Armel Le Coz

Entretien avec Armel Le Coz, enregistré le 25 janvier 2015.

Designer formé aux métiers de l’innovation en France et au Canada, Armel Le Coz s’intéresse de près aux alternatives politiques et sociales, ainsi qu’aux modèles émergents du partage et de l’ouverture. Consultant pour des collectivités, des associations et des entreprises dans les domaines de l’innovation publique et collaborative, Armel Le Coz est également cofondateur du collectif Démocratie Ouverte et de Parlement & citoyens.

Designer la Démocratie

Je suis designer de formation. Assez vite, en pratiquant le design, je me suis aperçu que ce que je voulais faire n’était pas forcément concevoir des produits ou des objets, mais concevoir des services. Cela m’a amené à m’intéresser à la conception des politiques publiques.
En travaillant en free-lance avec des collectivités, des ministères ou des entités publiques, j’ai pris conscience que ce j’imaginais être un système politique qui fonctionne bien, bien rodé et réellement démocratique, ne marchait en fait pas si bien que cela. Je me suis aperçu qu’il y avait beaucoup de choses à repenser, à designer, y compris le système lui-même.

Je me suis donné pour challenge de contribuer à redesigner le modèle de démocratie dans lequel nous nous trouvons.

 

Parlement & citoyens

Je me suis mis à travailler avec la Fondation Internet Nouvelle Génération sur un programme nommé Innovations démocratiques. Il s’agissait de s’interroger la manière dont on pouvait mobiliser le design et le numérique pour repenser la démocratie et innover concrètement.
Cela m’a amené à faire pas mal de rencontre, dont celle de Cyril Lage, ancien lobbyiste ayant claqué la porte avec pour volonté de réinterroger la fabrique la loi. Nous avons construit ensemble le projet Parlement & Citoyens, ayant pour objet de réinstaurer de la transparence dans le processus d’élaboration de la loi, et de rajouter de la participation citoyenne.

Le projet est sorti en 2012. À la fin de la période d’expérimentation, lors de laquelle 6 sénateurs et députés avaient accepté de jouer le jeu de construire des propositions de loi, une des proposition de loi a été adoptée à l’Assemblée et au Sénat, et un projet de loi du gouvernement a pu être modifié grâce aux contributions reçues sur la plateforme Parlement et citoyens.

Démocratie ouverte

Nous nous sommes rendus compte, en construisant la plateforme Parlement & citoyens, qu’énormément d’innovateurs, notamment issus du numérique, s’interrogeaient sur les enjeux de démocratie, les modèles de gouvernance et expérimentaient de nouveaux outils et de nouvelles méthodes. Nous constations aussi que ces acteurs étaient assez peu fédérés.

* _Entrées extraites_
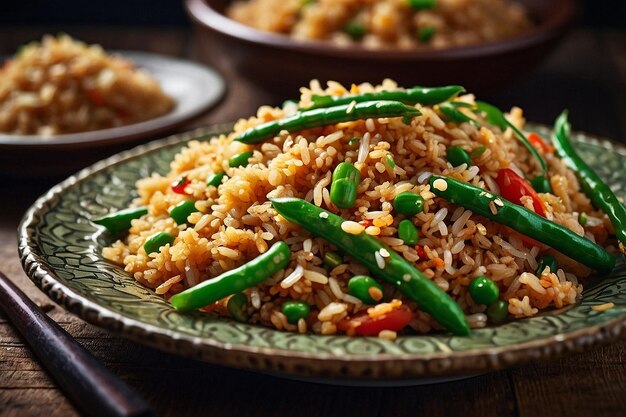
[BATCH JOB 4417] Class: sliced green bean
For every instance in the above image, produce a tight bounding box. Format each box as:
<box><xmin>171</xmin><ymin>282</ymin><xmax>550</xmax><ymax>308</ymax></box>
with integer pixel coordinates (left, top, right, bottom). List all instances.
<box><xmin>307</xmin><ymin>85</ymin><xmax>465</xmax><ymax>110</ymax></box>
<box><xmin>93</xmin><ymin>207</ymin><xmax>148</xmax><ymax>235</ymax></box>
<box><xmin>553</xmin><ymin>110</ymin><xmax>626</xmax><ymax>249</ymax></box>
<box><xmin>270</xmin><ymin>197</ymin><xmax>471</xmax><ymax>336</ymax></box>
<box><xmin>234</xmin><ymin>100</ymin><xmax>421</xmax><ymax>143</ymax></box>
<box><xmin>170</xmin><ymin>242</ymin><xmax>291</xmax><ymax>311</ymax></box>
<box><xmin>429</xmin><ymin>175</ymin><xmax>615</xmax><ymax>272</ymax></box>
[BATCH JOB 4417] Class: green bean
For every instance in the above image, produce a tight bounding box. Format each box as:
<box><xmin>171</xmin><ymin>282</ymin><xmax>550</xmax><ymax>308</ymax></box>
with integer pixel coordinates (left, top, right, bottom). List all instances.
<box><xmin>93</xmin><ymin>207</ymin><xmax>148</xmax><ymax>235</ymax></box>
<box><xmin>348</xmin><ymin>275</ymin><xmax>383</xmax><ymax>304</ymax></box>
<box><xmin>143</xmin><ymin>232</ymin><xmax>175</xmax><ymax>255</ymax></box>
<box><xmin>170</xmin><ymin>200</ymin><xmax>198</xmax><ymax>225</ymax></box>
<box><xmin>476</xmin><ymin>101</ymin><xmax>548</xmax><ymax>172</ymax></box>
<box><xmin>226</xmin><ymin>292</ymin><xmax>248</xmax><ymax>323</ymax></box>
<box><xmin>234</xmin><ymin>100</ymin><xmax>421</xmax><ymax>143</ymax></box>
<box><xmin>429</xmin><ymin>175</ymin><xmax>615</xmax><ymax>272</ymax></box>
<box><xmin>281</xmin><ymin>301</ymin><xmax>311</xmax><ymax>324</ymax></box>
<box><xmin>270</xmin><ymin>198</ymin><xmax>470</xmax><ymax>335</ymax></box>
<box><xmin>330</xmin><ymin>162</ymin><xmax>361</xmax><ymax>208</ymax></box>
<box><xmin>206</xmin><ymin>172</ymin><xmax>226</xmax><ymax>187</ymax></box>
<box><xmin>553</xmin><ymin>110</ymin><xmax>626</xmax><ymax>246</ymax></box>
<box><xmin>468</xmin><ymin>275</ymin><xmax>500</xmax><ymax>305</ymax></box>
<box><xmin>170</xmin><ymin>242</ymin><xmax>291</xmax><ymax>311</ymax></box>
<box><xmin>446</xmin><ymin>146</ymin><xmax>472</xmax><ymax>167</ymax></box>
<box><xmin>307</xmin><ymin>85</ymin><xmax>465</xmax><ymax>110</ymax></box>
<box><xmin>393</xmin><ymin>192</ymin><xmax>424</xmax><ymax>216</ymax></box>
<box><xmin>398</xmin><ymin>219</ymin><xmax>419</xmax><ymax>246</ymax></box>
<box><xmin>228</xmin><ymin>152</ymin><xmax>252</xmax><ymax>168</ymax></box>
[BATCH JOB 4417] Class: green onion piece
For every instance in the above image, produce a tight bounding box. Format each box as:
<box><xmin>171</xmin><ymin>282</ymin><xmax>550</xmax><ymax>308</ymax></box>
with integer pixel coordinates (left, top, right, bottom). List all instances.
<box><xmin>393</xmin><ymin>192</ymin><xmax>424</xmax><ymax>216</ymax></box>
<box><xmin>398</xmin><ymin>219</ymin><xmax>419</xmax><ymax>246</ymax></box>
<box><xmin>228</xmin><ymin>152</ymin><xmax>252</xmax><ymax>168</ymax></box>
<box><xmin>170</xmin><ymin>201</ymin><xmax>198</xmax><ymax>225</ymax></box>
<box><xmin>143</xmin><ymin>232</ymin><xmax>175</xmax><ymax>255</ymax></box>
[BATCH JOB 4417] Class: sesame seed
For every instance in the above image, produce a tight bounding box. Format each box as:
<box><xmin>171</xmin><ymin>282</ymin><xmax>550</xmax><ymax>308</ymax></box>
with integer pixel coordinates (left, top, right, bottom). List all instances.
<box><xmin>341</xmin><ymin>220</ymin><xmax>365</xmax><ymax>235</ymax></box>
<box><xmin>433</xmin><ymin>178</ymin><xmax>448</xmax><ymax>191</ymax></box>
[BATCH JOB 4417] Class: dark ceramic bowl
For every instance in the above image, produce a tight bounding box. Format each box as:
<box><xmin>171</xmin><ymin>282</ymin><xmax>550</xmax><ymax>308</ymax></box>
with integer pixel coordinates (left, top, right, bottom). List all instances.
<box><xmin>185</xmin><ymin>0</ymin><xmax>576</xmax><ymax>95</ymax></box>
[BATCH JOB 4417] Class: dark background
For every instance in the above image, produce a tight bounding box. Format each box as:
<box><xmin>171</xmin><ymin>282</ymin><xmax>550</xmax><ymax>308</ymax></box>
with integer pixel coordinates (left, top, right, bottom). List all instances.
<box><xmin>0</xmin><ymin>0</ymin><xmax>626</xmax><ymax>27</ymax></box>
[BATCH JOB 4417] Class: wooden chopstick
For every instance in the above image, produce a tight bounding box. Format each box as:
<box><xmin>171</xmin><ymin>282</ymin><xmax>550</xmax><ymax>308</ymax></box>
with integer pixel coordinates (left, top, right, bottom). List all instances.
<box><xmin>0</xmin><ymin>272</ymin><xmax>156</xmax><ymax>417</ymax></box>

* _Consigne_
Recopiez à l'identique, dans l'entretien avec Armel Le Coz, tout le passage allant de « En travaillant en » jusqu'à « le système lui-même. ». Seul l'entretien sert de source.

* _Résultat_
En travaillant en free-lance avec des collectivités, des ministères ou des entités publiques, j’ai pris conscience que ce j’imaginais être un système politique qui fonctionne bien, bien rodé et réellement démocratique, ne marchait en fait pas si bien que cela. Je me suis aperçu qu’il y avait beaucoup de choses à repenser, à designer, y compris le système lui-même.